Entries from a point-annotation set:
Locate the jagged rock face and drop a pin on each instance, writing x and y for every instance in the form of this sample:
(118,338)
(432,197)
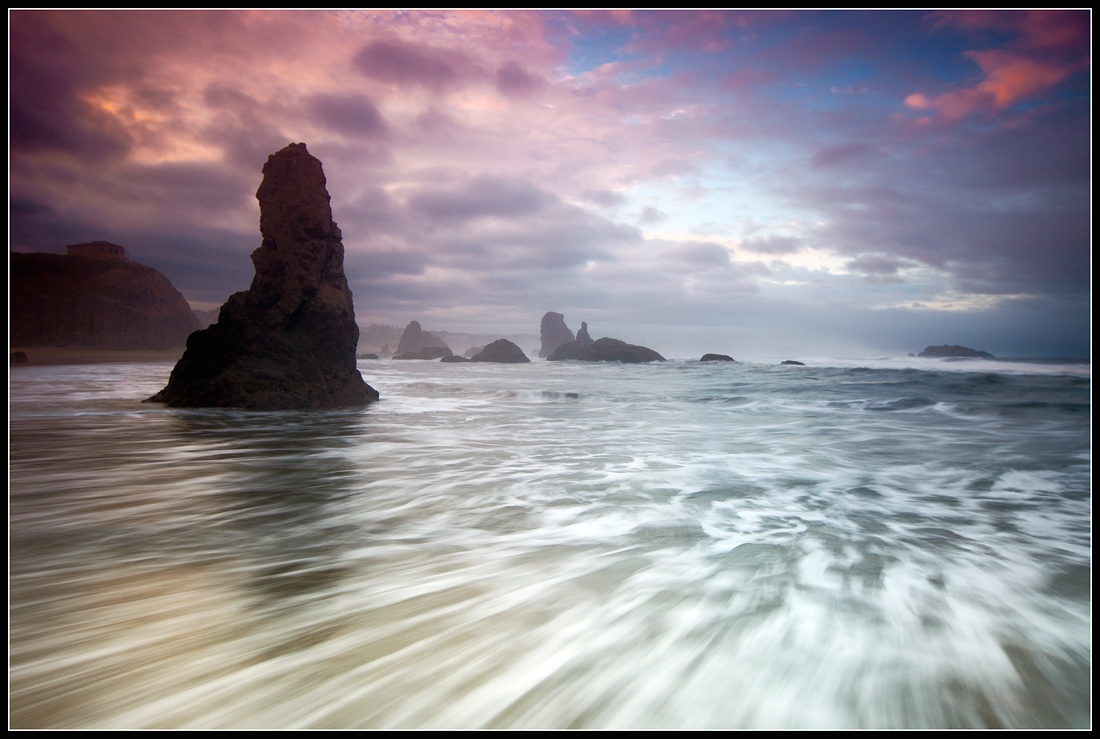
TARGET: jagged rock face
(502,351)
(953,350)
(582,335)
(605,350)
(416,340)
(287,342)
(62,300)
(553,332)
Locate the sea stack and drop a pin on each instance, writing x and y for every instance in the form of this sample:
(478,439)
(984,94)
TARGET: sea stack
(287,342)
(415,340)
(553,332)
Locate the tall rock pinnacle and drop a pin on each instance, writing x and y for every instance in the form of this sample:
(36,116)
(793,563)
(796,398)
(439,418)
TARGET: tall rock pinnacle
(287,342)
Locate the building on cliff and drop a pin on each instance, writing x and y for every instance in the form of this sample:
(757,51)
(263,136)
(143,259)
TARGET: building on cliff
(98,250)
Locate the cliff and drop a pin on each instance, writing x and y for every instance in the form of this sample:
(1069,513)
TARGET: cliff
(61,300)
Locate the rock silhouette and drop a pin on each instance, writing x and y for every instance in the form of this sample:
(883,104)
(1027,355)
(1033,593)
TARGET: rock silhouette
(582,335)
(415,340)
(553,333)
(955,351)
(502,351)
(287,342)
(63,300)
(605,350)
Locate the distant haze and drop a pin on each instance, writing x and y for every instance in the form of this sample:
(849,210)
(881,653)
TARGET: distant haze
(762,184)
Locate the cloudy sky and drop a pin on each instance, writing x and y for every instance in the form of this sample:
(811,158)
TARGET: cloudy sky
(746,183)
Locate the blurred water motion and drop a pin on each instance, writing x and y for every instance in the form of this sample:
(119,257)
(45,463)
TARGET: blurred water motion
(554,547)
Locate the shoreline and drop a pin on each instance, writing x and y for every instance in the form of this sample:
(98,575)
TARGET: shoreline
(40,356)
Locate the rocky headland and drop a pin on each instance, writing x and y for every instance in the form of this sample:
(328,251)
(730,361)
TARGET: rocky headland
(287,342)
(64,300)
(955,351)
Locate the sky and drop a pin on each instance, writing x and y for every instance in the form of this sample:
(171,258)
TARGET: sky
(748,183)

---

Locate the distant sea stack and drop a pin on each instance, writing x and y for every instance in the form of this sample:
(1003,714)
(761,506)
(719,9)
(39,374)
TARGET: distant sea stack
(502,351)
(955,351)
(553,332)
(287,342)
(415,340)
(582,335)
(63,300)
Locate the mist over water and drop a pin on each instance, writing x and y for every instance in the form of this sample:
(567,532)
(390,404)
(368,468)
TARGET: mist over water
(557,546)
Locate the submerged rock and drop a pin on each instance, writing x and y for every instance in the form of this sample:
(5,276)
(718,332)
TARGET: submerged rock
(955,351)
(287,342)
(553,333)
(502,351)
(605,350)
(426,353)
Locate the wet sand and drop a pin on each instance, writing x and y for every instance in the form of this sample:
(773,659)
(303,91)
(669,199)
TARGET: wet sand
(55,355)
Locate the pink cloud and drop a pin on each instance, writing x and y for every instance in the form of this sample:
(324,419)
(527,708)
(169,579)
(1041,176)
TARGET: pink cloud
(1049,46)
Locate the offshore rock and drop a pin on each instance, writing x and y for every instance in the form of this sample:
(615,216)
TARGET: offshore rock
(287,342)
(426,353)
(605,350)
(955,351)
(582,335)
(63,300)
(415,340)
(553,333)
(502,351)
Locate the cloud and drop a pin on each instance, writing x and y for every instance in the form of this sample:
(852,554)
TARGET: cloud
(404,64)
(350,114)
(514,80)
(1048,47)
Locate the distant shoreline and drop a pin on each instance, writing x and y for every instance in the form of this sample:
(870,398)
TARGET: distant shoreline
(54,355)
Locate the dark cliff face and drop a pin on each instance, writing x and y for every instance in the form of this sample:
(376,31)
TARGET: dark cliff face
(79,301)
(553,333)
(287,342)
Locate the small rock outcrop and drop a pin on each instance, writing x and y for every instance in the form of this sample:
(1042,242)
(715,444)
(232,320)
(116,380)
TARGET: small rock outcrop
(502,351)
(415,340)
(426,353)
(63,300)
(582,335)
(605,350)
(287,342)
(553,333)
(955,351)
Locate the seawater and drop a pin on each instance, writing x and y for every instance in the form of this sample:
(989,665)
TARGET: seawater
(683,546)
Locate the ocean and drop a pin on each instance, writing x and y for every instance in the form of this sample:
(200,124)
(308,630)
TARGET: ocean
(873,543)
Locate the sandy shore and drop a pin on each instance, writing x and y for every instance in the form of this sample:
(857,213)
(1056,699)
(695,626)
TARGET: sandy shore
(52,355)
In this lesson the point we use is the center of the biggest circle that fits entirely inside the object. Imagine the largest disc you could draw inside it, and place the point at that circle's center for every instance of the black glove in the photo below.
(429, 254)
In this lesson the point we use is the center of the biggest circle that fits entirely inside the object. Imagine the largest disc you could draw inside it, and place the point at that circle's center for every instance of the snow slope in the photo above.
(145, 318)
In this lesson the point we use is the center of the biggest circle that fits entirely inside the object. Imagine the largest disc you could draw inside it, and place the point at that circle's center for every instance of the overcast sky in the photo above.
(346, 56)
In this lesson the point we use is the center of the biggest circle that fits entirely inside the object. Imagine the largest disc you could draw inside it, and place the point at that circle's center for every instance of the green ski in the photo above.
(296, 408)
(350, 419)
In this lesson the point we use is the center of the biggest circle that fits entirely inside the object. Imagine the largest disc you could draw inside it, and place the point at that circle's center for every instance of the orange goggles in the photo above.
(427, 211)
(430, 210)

* * *

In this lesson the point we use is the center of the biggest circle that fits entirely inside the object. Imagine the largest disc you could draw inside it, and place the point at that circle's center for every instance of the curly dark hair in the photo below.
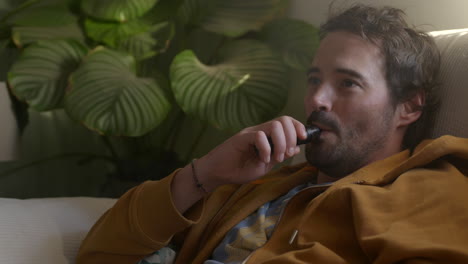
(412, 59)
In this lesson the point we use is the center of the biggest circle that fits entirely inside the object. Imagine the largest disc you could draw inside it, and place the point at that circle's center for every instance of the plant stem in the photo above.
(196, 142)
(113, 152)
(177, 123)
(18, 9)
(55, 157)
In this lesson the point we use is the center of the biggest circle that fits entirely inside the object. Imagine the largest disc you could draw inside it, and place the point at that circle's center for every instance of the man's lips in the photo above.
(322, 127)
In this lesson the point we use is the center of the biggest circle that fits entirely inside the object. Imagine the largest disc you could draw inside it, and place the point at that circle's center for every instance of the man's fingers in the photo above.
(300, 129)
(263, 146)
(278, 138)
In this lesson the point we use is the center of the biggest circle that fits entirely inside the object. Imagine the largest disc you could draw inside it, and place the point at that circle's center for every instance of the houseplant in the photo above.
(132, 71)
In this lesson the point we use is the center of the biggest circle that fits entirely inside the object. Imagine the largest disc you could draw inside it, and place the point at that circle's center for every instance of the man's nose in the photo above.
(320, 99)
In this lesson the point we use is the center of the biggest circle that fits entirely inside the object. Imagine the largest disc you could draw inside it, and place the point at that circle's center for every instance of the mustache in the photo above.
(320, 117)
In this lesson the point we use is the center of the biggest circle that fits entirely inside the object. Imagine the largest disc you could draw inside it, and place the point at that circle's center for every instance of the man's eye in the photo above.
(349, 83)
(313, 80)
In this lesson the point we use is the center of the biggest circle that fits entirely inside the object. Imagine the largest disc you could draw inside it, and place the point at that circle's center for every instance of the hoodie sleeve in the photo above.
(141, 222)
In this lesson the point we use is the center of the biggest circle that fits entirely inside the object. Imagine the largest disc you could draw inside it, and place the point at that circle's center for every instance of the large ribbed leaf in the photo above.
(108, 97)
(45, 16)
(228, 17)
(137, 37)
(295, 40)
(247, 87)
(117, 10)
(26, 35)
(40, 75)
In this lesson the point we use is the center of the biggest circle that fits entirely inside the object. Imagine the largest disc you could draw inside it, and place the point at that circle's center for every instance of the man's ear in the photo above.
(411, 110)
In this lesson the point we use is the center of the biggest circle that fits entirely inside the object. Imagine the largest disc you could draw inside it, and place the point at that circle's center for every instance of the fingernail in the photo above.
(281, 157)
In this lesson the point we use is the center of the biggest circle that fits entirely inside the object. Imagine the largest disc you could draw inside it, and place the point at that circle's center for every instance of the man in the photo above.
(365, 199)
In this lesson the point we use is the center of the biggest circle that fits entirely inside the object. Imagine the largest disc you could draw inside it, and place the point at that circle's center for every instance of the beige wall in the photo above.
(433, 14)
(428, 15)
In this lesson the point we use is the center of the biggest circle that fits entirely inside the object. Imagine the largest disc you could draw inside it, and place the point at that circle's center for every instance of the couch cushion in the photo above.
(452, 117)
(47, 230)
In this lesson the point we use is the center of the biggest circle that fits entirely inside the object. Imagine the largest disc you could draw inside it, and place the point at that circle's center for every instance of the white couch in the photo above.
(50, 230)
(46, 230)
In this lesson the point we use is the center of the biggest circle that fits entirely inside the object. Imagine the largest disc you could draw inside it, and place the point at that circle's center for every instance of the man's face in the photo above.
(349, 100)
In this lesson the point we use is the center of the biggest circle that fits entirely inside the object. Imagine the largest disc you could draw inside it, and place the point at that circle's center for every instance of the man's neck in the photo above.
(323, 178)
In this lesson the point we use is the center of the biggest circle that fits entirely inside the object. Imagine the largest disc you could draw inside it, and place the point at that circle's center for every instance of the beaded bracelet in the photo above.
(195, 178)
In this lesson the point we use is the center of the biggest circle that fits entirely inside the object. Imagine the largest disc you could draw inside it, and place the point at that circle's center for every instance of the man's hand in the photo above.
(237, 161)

SHORT EXERCISE:
Which lines in the entries above contain the word "blurred", counting only matches with the same capitalization? Locate each one and copy it in full.

EXERCISE OUTPUT:
Locate the blurred water motion and drop a pin on each instance, writing x and y for every instance in the form of this sample:
TARGET: blurred water motion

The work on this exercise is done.